- Opening Delimiter -

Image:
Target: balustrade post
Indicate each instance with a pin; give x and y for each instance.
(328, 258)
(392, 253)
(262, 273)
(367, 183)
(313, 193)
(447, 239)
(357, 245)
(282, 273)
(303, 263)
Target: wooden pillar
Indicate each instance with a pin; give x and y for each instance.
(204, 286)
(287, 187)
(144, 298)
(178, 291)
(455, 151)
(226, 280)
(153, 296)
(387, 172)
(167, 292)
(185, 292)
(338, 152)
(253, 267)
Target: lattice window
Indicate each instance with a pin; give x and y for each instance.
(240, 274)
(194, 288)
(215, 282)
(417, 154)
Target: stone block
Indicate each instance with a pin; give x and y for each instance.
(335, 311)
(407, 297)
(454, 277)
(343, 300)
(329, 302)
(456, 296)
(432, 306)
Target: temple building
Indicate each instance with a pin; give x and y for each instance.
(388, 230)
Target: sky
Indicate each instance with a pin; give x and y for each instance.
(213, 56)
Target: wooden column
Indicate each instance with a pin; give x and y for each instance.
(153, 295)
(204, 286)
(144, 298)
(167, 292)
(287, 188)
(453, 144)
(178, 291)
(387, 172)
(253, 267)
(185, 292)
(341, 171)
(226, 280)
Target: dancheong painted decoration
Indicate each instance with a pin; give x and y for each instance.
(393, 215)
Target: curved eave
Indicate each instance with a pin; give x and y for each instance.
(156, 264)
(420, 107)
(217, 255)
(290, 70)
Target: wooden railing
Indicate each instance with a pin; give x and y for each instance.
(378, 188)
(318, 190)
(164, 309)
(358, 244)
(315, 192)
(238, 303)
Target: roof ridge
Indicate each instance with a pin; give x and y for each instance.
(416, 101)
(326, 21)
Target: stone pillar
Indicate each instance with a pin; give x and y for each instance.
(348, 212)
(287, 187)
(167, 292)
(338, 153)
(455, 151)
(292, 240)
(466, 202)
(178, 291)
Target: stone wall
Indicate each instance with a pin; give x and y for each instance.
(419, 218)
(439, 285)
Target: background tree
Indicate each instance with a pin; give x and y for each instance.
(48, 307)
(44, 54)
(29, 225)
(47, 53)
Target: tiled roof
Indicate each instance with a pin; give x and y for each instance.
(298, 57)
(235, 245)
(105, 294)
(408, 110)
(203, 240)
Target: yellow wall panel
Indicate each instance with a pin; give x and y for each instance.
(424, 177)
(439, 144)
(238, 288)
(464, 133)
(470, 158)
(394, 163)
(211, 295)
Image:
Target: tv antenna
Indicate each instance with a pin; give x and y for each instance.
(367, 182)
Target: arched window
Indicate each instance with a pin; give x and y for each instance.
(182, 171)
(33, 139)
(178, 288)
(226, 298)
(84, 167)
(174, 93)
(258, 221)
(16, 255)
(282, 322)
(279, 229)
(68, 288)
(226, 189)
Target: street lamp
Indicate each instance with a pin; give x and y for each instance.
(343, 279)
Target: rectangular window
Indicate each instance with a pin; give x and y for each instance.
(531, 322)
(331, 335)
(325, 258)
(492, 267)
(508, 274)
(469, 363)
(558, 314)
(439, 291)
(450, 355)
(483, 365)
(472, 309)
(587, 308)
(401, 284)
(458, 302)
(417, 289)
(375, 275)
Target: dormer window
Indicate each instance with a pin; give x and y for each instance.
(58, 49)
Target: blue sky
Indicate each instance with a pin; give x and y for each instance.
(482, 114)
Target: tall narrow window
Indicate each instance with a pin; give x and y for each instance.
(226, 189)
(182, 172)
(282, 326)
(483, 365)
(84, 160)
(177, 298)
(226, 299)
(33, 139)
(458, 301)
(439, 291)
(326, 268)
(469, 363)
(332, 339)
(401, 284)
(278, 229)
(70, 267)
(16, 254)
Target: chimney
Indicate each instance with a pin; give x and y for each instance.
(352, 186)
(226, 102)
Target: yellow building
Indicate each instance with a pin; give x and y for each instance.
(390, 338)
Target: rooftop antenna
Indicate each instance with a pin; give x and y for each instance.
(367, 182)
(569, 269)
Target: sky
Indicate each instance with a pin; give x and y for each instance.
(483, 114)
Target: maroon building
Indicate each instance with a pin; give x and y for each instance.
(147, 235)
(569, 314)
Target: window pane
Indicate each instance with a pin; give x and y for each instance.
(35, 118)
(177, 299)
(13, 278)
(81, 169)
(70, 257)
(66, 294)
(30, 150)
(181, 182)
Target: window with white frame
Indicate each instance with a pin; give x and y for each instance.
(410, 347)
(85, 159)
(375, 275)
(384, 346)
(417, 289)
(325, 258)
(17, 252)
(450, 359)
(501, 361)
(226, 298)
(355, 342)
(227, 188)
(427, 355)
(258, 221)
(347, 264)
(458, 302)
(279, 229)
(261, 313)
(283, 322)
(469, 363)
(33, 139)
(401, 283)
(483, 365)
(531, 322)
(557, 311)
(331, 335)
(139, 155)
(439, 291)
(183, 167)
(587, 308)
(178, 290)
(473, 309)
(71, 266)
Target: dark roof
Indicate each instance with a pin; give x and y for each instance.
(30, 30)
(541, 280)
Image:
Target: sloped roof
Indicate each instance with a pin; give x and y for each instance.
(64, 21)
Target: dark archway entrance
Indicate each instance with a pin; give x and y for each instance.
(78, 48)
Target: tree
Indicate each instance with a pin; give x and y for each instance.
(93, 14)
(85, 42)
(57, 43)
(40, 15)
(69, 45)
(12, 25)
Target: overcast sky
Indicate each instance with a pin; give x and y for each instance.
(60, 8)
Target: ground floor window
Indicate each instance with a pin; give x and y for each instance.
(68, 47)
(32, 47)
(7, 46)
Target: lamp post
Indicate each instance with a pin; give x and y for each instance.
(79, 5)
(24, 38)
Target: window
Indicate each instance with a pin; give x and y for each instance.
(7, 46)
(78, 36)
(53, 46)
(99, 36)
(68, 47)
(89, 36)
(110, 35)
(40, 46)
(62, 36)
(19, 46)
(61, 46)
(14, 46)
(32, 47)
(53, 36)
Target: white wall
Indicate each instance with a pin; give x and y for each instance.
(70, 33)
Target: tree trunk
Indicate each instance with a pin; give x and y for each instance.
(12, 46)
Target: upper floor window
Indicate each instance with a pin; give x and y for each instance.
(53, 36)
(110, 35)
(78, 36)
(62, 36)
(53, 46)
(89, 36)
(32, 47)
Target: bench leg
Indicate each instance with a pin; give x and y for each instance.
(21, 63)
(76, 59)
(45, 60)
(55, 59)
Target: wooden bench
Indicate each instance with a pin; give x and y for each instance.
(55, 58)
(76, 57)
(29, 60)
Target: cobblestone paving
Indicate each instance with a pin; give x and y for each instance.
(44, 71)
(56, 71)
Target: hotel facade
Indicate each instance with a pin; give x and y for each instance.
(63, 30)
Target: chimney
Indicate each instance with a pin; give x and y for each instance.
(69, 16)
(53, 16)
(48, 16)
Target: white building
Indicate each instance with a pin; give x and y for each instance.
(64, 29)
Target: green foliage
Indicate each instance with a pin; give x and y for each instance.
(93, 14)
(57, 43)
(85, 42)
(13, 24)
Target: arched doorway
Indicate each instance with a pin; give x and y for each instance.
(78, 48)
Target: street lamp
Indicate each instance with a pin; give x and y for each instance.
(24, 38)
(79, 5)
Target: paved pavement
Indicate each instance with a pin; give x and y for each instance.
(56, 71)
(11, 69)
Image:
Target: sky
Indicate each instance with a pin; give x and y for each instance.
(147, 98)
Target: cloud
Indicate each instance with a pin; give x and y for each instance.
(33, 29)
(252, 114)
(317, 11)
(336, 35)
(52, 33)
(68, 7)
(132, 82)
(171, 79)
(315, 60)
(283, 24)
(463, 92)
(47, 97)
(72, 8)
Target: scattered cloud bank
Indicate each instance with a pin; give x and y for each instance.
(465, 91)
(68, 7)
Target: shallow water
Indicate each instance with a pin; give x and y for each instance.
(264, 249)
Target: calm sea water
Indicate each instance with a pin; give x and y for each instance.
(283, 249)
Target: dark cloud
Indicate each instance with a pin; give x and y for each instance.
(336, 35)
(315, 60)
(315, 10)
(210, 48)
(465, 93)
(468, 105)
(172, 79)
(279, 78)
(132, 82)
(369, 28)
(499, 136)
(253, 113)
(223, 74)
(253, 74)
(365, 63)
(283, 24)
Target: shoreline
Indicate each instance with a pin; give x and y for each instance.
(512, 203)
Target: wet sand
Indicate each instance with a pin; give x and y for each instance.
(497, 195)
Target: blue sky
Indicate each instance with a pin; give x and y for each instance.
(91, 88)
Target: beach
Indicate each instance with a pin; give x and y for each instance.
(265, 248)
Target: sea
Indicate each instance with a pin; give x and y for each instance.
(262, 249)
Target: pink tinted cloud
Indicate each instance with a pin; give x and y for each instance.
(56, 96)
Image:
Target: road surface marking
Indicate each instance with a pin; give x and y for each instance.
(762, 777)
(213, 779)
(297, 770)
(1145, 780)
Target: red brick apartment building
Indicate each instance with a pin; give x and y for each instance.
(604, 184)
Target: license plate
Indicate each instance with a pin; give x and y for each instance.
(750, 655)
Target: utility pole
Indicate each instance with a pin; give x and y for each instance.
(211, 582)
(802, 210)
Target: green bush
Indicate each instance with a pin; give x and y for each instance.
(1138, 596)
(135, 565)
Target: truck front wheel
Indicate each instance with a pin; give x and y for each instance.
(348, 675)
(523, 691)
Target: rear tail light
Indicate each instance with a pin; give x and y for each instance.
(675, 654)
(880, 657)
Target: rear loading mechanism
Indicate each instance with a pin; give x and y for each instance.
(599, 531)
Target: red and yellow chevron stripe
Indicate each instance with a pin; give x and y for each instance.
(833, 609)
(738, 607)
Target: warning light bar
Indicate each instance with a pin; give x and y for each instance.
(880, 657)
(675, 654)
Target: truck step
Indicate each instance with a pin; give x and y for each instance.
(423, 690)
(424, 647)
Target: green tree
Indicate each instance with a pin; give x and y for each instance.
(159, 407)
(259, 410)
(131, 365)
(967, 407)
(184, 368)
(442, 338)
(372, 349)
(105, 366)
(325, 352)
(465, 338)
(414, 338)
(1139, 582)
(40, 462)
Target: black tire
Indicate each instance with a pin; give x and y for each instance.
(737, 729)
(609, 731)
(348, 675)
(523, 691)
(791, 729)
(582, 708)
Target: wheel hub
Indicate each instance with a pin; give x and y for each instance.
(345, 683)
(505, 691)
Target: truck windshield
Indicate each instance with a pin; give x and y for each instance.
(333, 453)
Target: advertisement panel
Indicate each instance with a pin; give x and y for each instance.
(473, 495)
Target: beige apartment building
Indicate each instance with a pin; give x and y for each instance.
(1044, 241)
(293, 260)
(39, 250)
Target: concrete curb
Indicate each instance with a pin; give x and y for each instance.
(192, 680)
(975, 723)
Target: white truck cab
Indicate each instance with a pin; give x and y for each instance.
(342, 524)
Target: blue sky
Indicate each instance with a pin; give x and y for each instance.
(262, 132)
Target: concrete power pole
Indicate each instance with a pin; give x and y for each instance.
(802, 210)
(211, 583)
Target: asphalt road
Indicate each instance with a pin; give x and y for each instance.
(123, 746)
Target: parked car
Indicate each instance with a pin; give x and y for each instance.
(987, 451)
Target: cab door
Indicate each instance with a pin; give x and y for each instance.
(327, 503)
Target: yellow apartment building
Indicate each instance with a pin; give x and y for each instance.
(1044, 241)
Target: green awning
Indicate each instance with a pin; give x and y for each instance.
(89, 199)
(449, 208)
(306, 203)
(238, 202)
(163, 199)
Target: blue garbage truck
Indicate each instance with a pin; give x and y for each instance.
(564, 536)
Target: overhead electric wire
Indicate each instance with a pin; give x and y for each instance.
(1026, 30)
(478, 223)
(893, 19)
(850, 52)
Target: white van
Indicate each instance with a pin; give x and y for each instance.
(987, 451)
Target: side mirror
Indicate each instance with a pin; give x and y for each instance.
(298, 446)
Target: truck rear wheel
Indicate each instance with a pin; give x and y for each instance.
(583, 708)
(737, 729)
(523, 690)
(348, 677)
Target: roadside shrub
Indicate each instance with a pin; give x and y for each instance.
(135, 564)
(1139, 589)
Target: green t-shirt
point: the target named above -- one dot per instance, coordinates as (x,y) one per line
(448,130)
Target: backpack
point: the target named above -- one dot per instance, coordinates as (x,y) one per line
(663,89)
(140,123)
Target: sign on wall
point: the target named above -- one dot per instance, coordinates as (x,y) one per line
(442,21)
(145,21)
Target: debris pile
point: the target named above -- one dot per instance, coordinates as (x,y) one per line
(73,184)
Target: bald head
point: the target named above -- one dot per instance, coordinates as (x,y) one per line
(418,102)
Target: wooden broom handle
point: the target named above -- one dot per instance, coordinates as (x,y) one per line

- Closing Delimiter -

**Work instruction**
Within the material above, copy exactly the lines from the line that holds "Target: wooden pillar" up to and including the line that holds "Target: lattice window".

**Expected output**
Target: wooden pillar
Indicate each instance with a pin; give x and y for each instance.
(204, 286)
(287, 187)
(144, 298)
(178, 291)
(455, 151)
(226, 280)
(153, 296)
(387, 172)
(167, 292)
(185, 292)
(338, 152)
(253, 267)
Target: lattice window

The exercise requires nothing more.